● **Work to do**
(1) According to the excerpt, who prophesied that the deliverance of Russia would come from the East?
(2) Update the excerpt by writing out everything from "If we are worthy of these prophecies, Russia" down to "but by Jerusalem.", with "Jerusalem" changed to "Zion".
(3) List every cultural layer that the first paragraph of the excerpt says Western people must remove.

[start of Excerpt to read]

Western people are many-layered. In order for them to rebecome Christian, they have to remove every layer of their anti-Christian culture, which they deludedly imagine to be Christian. The layer of modern secularism has to go, then that of 19th century imperialism and rationalism (in fact anti-rationalism), then the darkness of the ‘Enlightenment’, then the protest of the Reformation (as if you could understand the Scriptures without the Holy Spirit), next feudalism, scholasticism and the crusades all have to be removed. Sadly, few are able to cleanse themselves of all the delusions of these layers of proud cultural prejudice.

The East

At the other end of Asia to the physically and spiritually bankrupt ‘Judeo-Christian’ West, there is the East. Today, this means the threat from North Korea, a gigantic Stalinist concentration camp, ruled by madmen, who appear to have nuclear weapons, like India, Pakistan, Israel and perhaps Iran. Yet, it is doubtful if this North Korea could exist without Capitalist-Communist China, which is so hard-working and therefore so rich that it also owns much of the Western world. Yet, paradoxically, it may be that it is this part of Asia which may bring solutions to the current world crisis of this time before Antichrist.

Two prophecies tell us that salvation will come from the East. St John of Kronstadt (+ 1908) prophesied that the deliverance of Russia would come from the East and, ten years later, St Aristocleus (+ 1918) prophesied that the real end of Russia’s errings would come through China. And errings there are. In Russia, which stretches from the East to the West and whose canonical Church territory includes China, current dissatisfaction is real and exists because of ingrained and systemic corruption. It is this dissatisfaction, in itself justified, which is so easily exploited by the dark forces of the West which seek to destroy Russia.

If we are worthy of these prophecies, Russia will be restored and with it the rest of the Orthosphere, which for now is captive to German economic power (able even to steal from private bank accounts) and American military power (able even to steal from private computer accounts). If we are worthy of these prophecies, we may yet also be able to gather together the remnants of the peoples of the whole world into the Church before the end. If we are worthy of these prophecies, it may be that the peoples of the East and West will be reunited once more, not by Babylon, but by Jerusalem.

Conclusion

The Christian Russian Empire, heir to the Christian Roman Empire, was crucified in its Golgotha of 1917. After three ‘days’ (generations) it rose from the dead. The giant is now beginning to speak to the world, East and West alike, of the Resurrection and what it saw when it went down to hades. Will the world, seemingly unaware of this odour of the Apocalypse, listen? We can only pray.

Note:

1. In 1973 the Abbess of the Convent at Gethsemane, Mother Barbara (Tsvetkova) spoke of the prophecy of Elder (now St) Aristocleus of Athos (1838-1918), who was then living in Moscow. The Elder told the future Abbess, then a young student, that ‘regeneration in Russia will begin after a most powerful explosion on the bank of a big river’. When in 1986 the atomic catastrophe occurred at Chernobyl, this prophecy came true.

[end of Excerpt to read]
[start of Listed entries]

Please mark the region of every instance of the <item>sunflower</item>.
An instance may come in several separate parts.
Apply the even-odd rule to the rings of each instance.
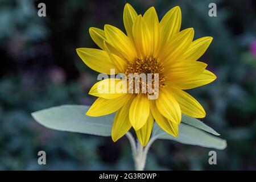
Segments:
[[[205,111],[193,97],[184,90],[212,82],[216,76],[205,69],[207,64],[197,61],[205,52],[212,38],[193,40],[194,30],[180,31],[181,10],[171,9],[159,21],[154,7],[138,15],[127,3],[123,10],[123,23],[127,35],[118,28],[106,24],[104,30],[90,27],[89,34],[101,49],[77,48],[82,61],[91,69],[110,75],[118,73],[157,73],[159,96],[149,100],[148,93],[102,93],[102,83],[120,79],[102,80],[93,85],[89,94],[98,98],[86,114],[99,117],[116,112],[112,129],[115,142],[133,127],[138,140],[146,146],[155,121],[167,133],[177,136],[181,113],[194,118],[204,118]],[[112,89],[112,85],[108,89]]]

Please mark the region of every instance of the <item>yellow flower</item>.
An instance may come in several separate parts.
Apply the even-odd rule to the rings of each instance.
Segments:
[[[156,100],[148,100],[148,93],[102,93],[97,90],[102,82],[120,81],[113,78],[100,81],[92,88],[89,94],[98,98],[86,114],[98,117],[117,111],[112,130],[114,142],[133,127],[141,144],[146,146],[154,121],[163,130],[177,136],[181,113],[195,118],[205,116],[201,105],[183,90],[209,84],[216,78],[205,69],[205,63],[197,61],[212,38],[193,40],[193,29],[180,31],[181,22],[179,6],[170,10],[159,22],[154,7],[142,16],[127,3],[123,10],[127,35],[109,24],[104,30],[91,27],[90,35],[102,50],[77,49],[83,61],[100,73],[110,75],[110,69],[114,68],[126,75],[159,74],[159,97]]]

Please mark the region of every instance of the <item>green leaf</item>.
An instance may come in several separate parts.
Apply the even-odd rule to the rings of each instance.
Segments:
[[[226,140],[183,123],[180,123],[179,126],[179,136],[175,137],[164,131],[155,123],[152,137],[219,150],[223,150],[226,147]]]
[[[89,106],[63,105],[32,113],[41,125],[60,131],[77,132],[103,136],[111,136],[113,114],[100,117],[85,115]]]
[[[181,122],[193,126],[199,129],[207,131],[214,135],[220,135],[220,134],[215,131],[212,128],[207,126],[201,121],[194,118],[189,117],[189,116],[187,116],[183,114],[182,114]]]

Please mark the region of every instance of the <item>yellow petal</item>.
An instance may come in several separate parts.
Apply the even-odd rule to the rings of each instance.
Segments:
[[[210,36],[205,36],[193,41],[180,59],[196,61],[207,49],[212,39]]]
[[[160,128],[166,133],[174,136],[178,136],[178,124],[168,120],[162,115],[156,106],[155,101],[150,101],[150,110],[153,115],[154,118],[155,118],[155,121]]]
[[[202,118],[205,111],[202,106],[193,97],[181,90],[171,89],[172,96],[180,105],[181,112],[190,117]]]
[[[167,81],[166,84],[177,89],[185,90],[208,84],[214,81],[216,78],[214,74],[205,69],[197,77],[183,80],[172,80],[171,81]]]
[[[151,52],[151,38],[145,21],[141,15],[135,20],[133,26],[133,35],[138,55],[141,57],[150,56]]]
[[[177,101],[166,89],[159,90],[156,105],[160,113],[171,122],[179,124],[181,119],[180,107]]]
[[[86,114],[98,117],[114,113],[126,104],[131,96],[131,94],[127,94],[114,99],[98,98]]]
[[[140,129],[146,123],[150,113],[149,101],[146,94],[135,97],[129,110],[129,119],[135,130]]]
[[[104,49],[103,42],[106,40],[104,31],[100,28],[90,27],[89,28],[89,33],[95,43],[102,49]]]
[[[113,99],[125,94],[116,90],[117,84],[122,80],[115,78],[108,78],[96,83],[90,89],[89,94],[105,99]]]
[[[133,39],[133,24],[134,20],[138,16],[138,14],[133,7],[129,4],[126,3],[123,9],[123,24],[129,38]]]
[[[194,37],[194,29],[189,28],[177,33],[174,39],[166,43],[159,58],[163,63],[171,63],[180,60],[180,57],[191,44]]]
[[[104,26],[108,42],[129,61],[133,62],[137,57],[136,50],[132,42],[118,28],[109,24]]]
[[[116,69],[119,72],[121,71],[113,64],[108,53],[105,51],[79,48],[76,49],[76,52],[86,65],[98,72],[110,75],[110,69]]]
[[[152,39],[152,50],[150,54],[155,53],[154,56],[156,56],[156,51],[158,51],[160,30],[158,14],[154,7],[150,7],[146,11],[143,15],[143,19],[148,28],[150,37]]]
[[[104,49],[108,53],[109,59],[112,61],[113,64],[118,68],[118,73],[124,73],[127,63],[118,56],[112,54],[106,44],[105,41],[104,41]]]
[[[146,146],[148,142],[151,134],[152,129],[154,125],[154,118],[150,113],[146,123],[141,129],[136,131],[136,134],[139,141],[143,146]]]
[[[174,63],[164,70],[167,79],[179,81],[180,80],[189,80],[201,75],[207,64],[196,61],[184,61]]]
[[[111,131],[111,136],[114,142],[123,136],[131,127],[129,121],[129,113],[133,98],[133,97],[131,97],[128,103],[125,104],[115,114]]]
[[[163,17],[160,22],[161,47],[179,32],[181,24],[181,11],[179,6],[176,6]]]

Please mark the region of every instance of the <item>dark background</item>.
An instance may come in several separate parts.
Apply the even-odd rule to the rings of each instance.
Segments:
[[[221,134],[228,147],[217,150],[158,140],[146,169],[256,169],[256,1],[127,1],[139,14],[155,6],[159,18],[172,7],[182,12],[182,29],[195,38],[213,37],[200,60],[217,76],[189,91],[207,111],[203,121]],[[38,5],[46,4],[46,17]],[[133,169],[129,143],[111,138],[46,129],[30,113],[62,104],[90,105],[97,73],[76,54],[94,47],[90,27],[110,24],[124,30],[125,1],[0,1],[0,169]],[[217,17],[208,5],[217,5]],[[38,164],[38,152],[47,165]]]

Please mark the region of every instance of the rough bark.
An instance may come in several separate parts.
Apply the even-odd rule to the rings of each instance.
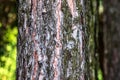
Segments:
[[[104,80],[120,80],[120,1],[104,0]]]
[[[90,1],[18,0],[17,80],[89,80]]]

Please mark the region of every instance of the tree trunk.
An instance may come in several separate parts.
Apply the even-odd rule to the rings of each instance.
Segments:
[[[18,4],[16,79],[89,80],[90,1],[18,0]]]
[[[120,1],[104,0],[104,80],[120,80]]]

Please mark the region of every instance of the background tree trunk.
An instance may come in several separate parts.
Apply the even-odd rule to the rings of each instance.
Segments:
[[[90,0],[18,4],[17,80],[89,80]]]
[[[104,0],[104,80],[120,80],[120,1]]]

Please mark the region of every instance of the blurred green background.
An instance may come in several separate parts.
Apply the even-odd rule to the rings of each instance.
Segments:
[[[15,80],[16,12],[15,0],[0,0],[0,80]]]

[end of Listed entries]

● **Complete answers**
(1) St John of Kronstadt

(2)
If we are worthy of these prophecies, Russia will be restored and with it the rest of the Orthosphere, which for now is captive to German economic power (able even to steal from private bank accounts) and American military power (able even to steal from private computer accounts). If we are worthy of these prophecies, we may yet also be able to gather together the remnants of the peoples of the whole world into the Church before the end. If we are worthy of these prophecies, it may be that the peoples of the East and West will be reunited once more, not by Babylon, but by Zion.

(3)
- Modern secularism
- 19th-century imperialism and rationalism
- The Enlightenment
- The Reformation
- Feudalism
- Scholasticism
- The crusades